**Directions for this task**. Copy the records below word for word, starting from the beginning of the records and continuing through the line that contains "pixel 303 508", including that line.

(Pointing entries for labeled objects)

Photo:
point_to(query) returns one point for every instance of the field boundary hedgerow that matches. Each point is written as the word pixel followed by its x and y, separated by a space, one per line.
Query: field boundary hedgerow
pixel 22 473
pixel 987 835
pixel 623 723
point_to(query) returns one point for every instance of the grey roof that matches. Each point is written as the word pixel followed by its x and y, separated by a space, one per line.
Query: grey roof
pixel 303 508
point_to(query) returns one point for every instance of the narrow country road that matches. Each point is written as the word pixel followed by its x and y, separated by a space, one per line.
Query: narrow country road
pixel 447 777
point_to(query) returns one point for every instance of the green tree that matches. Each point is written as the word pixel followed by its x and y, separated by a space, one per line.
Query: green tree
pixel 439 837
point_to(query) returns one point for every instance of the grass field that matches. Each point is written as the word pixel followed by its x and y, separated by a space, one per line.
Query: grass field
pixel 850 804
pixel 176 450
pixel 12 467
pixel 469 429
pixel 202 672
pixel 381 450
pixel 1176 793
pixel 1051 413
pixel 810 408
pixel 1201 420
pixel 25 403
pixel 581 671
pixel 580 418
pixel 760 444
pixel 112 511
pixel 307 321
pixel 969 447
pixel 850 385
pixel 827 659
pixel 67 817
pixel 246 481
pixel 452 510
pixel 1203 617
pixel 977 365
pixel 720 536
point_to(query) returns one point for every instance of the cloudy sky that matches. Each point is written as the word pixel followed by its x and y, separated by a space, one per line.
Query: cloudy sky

**Completed task**.
Photo:
point_to(query) returns one point for every instance of the field boundary hedgerow that matches. Each point is written as the word pixel followed by its x and y, separated by a space, one per line.
Query: field boundary hedgerow
pixel 22 473
pixel 987 835
pixel 623 723
point_to(query) returns one point for every instance of the grey roof that matches. Each point is written as the word pixel followed by its x and y, separated by a space, one per line.
Query: grey roof
pixel 303 508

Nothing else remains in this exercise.